REQUIRED WORK:
[1] Summarize the blog post on mental illness in two sentences.
[2] Reproduce everything in the blog post on mental illness from "Somehow this has" down to "from each other.".

SUPPLIED TEXT:
When I am in manic mode, I make rash decisions. I take chances in ways that I usually know better than to do. I make choices that later will come back to either haunt me, or bite me in the ass. Ask anyone who lives with this disease, and they will tell you each day feels like you are the tightrope walker. One slip either way can cause serious problems. Some like me find the medication helps, but for others it doesn’t. Each person is different and so is their journey. I found therapy also helped. You can say “well I talk to my friends or family”, but it is different in therapy. Within that brief moment, you can lower your shields and be honest.
I know you think you are honest to your friends or family, but in my case, I have never been able to let down my shields. I love my brothers with all my being, but I will never be able to talk to them about what haunts my mind. I am hard wired to protect them, and our past has some dark corners that are left better hidden from their view.
There are also parts that they, Thank God were never around for. I think those moments are the ones I keep held locked away, hidden so deeply, that it is only in those moments like the other day, one will break free of its chains. It then comes thundering back, just to bang on my door, and let me know they are still there. Reminding me that I can never be free from my memories. Never free from those defining moments, that affected me on such a deep level that it changed me completely. I have found the most powerful weapon against us is our own mind.
So, being said, that is why I prefer to spend my time within the sanctuary of my therapist office. When I dare reach deep inside and put key to lock on imprisoned memories.
Somehow this has become twisted as my mind. I started writing about my depression and here I am discussing things other than it. This is how closely linked my mental illness is to my well being. How things in my past brought into play new factors. Each person’s journey is different, but not always that far from each other.
This is how we find support from like minded people. They may read this post, and think I know that feeling. I agree with what was said. This is the reason, I put myself into my blog. Why I let people inside what I am feeling. Because this is what I look for when I am reading about someone else’s journey. I want to say “yeah, I know what you mean”. I want to feel a connection, know that here is someone that understands the everyday battle. The fight to try and fit in, the fight to get fair treatment; we all know Mental Illness is still taboo.

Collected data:
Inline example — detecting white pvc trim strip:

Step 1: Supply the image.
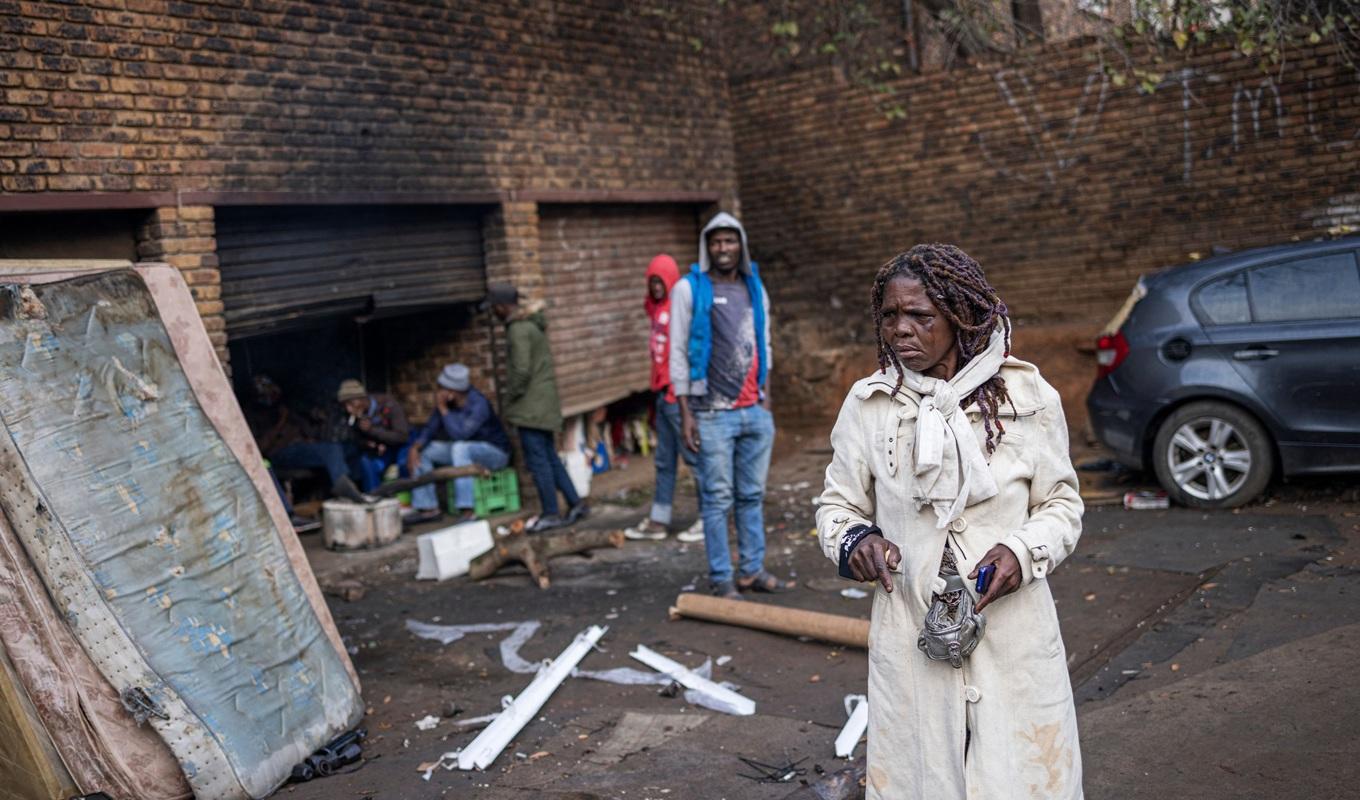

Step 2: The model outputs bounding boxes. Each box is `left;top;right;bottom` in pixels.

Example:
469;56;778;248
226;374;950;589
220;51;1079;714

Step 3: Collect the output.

ANSWERS BY ITEM NUMBER:
[1] The writer says manic episodes lead to rash decisions, that medication and therapy have helped, and that therapy allows an honesty about haunting memories that is not possible with family. The writer shares these feelings on the blog to offer the kind of connection and understanding sought in others' stories, since mental illness is still taboo.

[2]
Somehow this has become twisted as my mind. I started writing about my depression and here I am discussing things other than it. This is how closely linked my mental illness is to my well being. How things in my past brought into play new factors. Each person’s journey is different, but not always that far from each other.